_Exercise_.
Please retype the records below exactly as they appear, but leave out the pictures.
*** Block opens ***
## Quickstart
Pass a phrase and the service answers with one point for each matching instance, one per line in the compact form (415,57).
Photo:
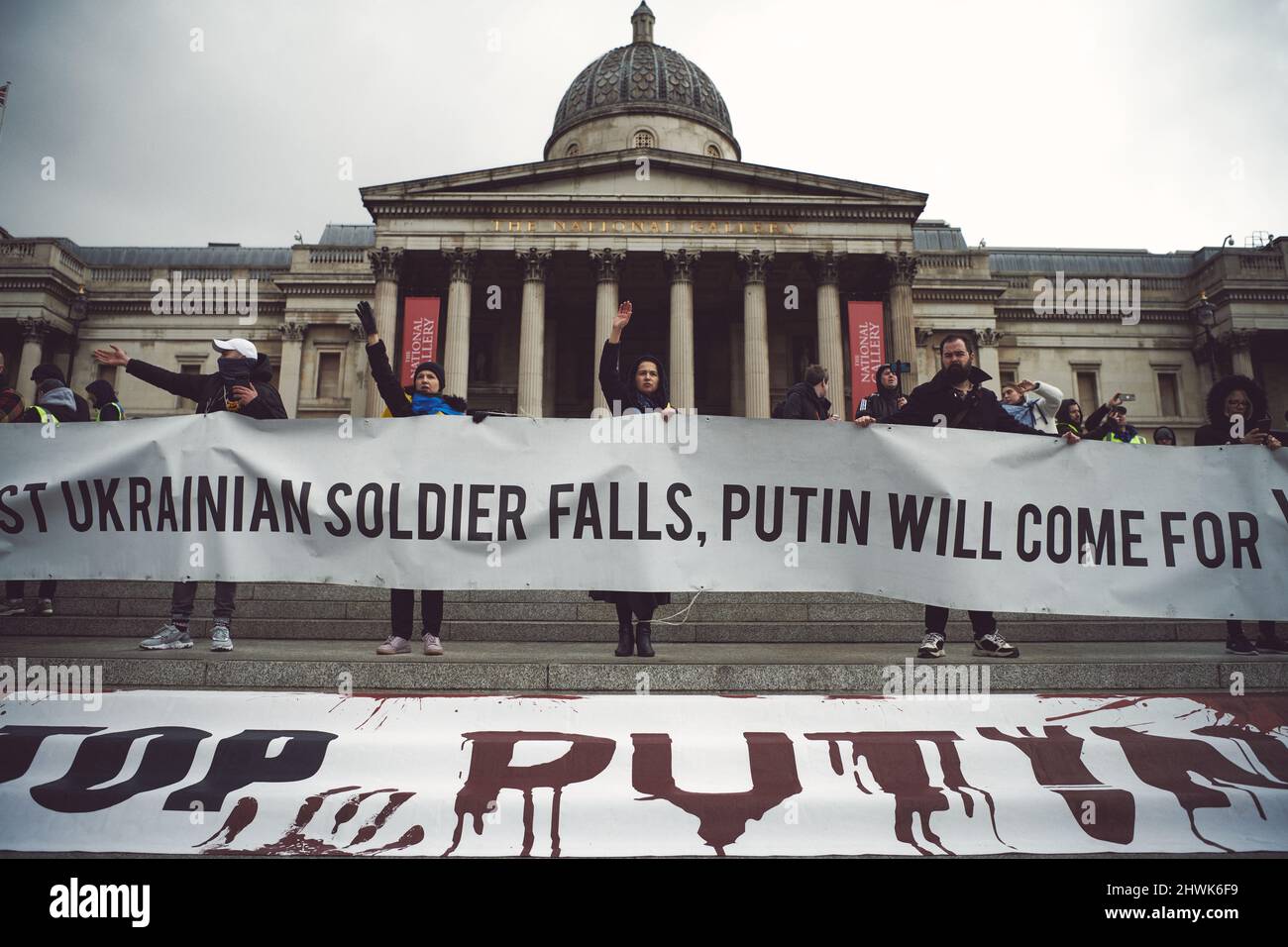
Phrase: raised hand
(112,356)
(368,318)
*** Block closes ***
_Result_.
## Quickstart
Pass a phrase and the service answers with one point for each matching instance, one per line in the compact form (415,57).
Photo:
Phrase: raised hand
(112,356)
(368,318)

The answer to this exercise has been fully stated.